A que o sr. atribui o bom desempenho do PSD nesta eleição? 
O partido está crescendo porque está havendo sinergia com o eleitor.

Essa eleição privilegiou candidatos mais centristas, com maior experiência. Qual o sentido disso?
Eu sempre tive a percepção de que o eleitor brasileiro é de centro, ele não gosta de radicalismo. Eu tenho alguma experiência, participei de muitas eleições. O eleitor é majoritariamente moderado, conciliador. Politicamente, de centro. Às vezes ele nem sabe que é de centro.

Até tinha aquela brincadeira que fizeram comigo quando fundamos o partido. Me perguntaram a posição do PSD e eu disse que o tempo ia dizer, que naquele momento não éramos de esquerda, de direita, ou de centro. Eu dizia que com o tempo vamos definir, mas que se dependesse de mim o partido seria de centro. Como acabou sendo e continuará sendo. Esse perfil ajuda a identidade com o eleitor.

Procuramos lideranças com boa imagem, como [os senadores mineiros] Antonio Anastasia e Carlos Vianna, o prefeito Alexandre Kalil [reeleito em Belo Horizonte], o senador Otto Alencar (BA), o governador Ratinho Jr. (PR).

Evidentemente, não adianta ter boa imagem, tem de ter voto, apresentar propostas.

O que aconteceu em SP, cidade que o sr. já governou e na qual o candidato do PSD, Andrea Matarazzo, teve 1,5% dos votos?
Numa eleição local, quando uma gestão é candidata à reeleição e tem avaliação razoável, é natural a recondução. Covas melhorou sua avaliação. Aí a pessoa se pergunta: por que mudar? Isso acabou acontecendo em São Paulo.

Houve problema de anemia de recursos [Matarazzo recebeu R$ 1 milhão do Fundo Eleitoral do PSD]?
Não, não teve. Os recursos do partido são limitados, mas eles não são fundamentais. Recurso, tempo de TV e rádio, são muito importantes, mas teve candidato com bastante voto sem isso, não são determinantes.

O caminho agora é ir com o Covas?
Olha, estamos numa fase de consultas. O partido não vai fechar questão, mas é uma tendência natural, do ponto de vista ideológico temos uma proximidade maior com a candidatura do Covas do que com a do Boulos.

Sem tirar os méritos da candidatura do PSOL. Acho que a cidade é privilegiada neste momento. São candidatos com propostas, com biografias apesar de jovens, que têm um futuro promissor. Se reelegendo, o Bruno Covas vira um líder nacional, com boas perspectivas.

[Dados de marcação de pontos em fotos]
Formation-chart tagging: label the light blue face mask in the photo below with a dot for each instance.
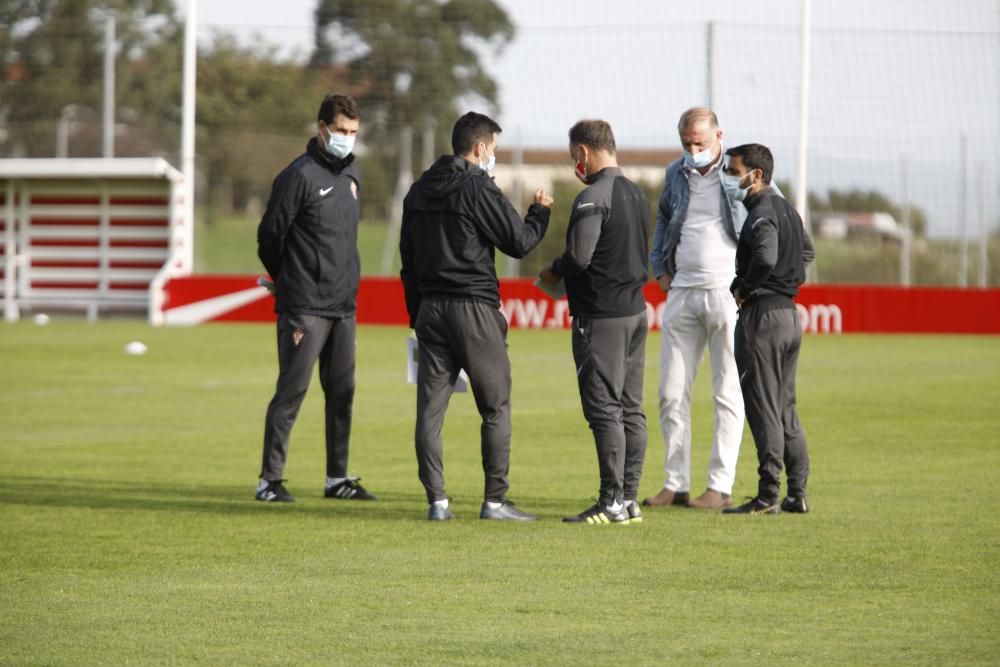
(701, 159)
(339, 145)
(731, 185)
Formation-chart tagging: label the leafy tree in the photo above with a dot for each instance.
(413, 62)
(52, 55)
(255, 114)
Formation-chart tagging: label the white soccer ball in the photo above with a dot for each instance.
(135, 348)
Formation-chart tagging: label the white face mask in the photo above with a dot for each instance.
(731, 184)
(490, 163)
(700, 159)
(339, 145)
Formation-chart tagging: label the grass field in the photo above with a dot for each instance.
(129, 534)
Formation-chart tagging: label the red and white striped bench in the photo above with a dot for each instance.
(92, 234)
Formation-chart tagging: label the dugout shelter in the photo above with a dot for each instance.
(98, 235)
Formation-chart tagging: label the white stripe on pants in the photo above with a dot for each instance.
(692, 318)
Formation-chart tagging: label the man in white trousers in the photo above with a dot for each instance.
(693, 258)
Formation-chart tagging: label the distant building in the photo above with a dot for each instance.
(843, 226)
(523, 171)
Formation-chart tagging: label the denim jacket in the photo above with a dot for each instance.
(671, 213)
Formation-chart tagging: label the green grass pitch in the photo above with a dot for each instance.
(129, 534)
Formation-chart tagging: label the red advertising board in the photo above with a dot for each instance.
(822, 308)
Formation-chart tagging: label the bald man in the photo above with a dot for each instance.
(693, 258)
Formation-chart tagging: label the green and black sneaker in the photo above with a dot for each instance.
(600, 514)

■ **EXERCÍCIO PROPOSTO A**
Organize como uma lista JSON de strings as linhas da listagem, começando pela linha que contém "Formation-chart tagging: label the dugout" e indo até o fim da listagem, ambas as pontas incluídas. Use uma string para cada linha e deixe de fora as linhas em branco.
■ **EXERCÍCIO PROPOSTO B**
Retome a entrevista sobre o desempenho do PSD na eleição a partir do ponto em que ela termina.
A entrevista e a listagem vêm de fontes diferentes.

■ **RESPOSTA DO EXERCÍCIO A**
[
  "Formation-chart tagging: label the dugout shelter in the photo above with a dot for each instance.",
  "(98, 235)",
  "Formation-chart tagging: label the white stripe on pants in the photo above with a dot for each instance.",
  "(692, 318)",
  "Formation-chart tagging: label the man in white trousers in the photo above with a dot for each instance.",
  "(693, 258)",
  "Formation-chart tagging: label the distant building in the photo above with a dot for each instance.",
  "(843, 226)",
  "(523, 171)",
  "Formation-chart tagging: label the denim jacket in the photo above with a dot for each instance.",
  "(671, 213)",
  "Formation-chart tagging: label the green grass pitch in the photo above with a dot for each instance.",
  "(129, 534)",
  "Formation-chart tagging: label the red advertising board in the photo above with a dot for each instance.",
  "(822, 308)",
  "Formation-chart tagging: label the bald man in the photo above with a dot for each instance.",
  "(693, 258)",
  "Formation-chart tagging: label the green and black sneaker in the photo above with a dot for each instance.",
  "(600, 514)"
]

■ **RESPOSTA DO EXERCÍCIO B**
O Boulos está assumindo uma liderança na esquerda, associando-se a outros nomes como Rui Costa [governador petista da Bahia] e o Flávio Dino [governador do Maranhão, do PC do B], e o próprio Ciro Gomes (PDT). Está havendo uma renovação de lideranças, sem tirar o prestígio de outros, como o Lula.

Quem aqui vai questionar a liderança do Lula? Mas a operação política está mudando de mãos.

Boulos teve 20% dos votos na maior cidade do país, o que é muito, vai ter duas semanas de muita exposição. Ganhando ou perdendo a eleição, se consolida como um líder.

Se Covas vencer em São Paulo e Eduardo Paes (DEM) levar no Rio, os três vértices do “Triângulo das Bermudas” do Sudeste, com o PSD em Belo Horizonte, estarão com partidos que há muito conversam sobre articulações ao centro. Isso aponta o quê para 2022?
Olha, não aponta nada. Você pega meu exemplo. Disputei a reeleição [à prefeitura paulistana] em 2008 e o Lula, como o Bolsonaro fez com o Celso Russomanno, apoiou a Marta Suplicy e perdeu. Dois anos depois, ele elegeu a Dilma Rousseff (PT) presidente.

A cabeça do eleitor hoje está nos problemas locais.

Mas não houve uma mudança de humor em relação à onda mais estridente de 2018?
Eu acho que o Brasil nunca saiu dessa posição de centro. Em 2018, acabou afunilando para duas posições extremas, uma progressista e outra conservadora, mas naquele momento a esquerda estava com a imagem muito ruim, fazendo crescer a alternativa oposta. Isso não quer dizer que vai acontecer de novo em 2022.

O sr. então não vê então um recado direto ao presidente Jair Bolsonaro neste primeiro turno?
Não. Eu acho que ele perdeu, como aqui em São Paulo. Se ele apoiou, ganhou ou perdeu, mas é uma questão local. A pessoa não vai votar num candidato tal só porque o Bolsonaro pediu.

Se ele tivesse participado de todas as eleições, ou 50% delas, e perdesse em 30%, eu ia dizer que ele está muito mal. As pessoas avaliaram os candidatos apoiados por ele.

Há uma movimentação de conversas entre atores da centro-direita, como o governador João Doria (PSDB-SP), o apresentador Luciano Huck e o ex-ministro Sergio Moro. O sr. acha que há espaço para uma união de forças conservadoras contra Bolsonaro?
O que eu acho que vai acontecer, diante dessa saudável nova legislação, proibindo as coligações proporcionais, é uma busca dos partidos de ter candidatura própria nos estados e no campo federal.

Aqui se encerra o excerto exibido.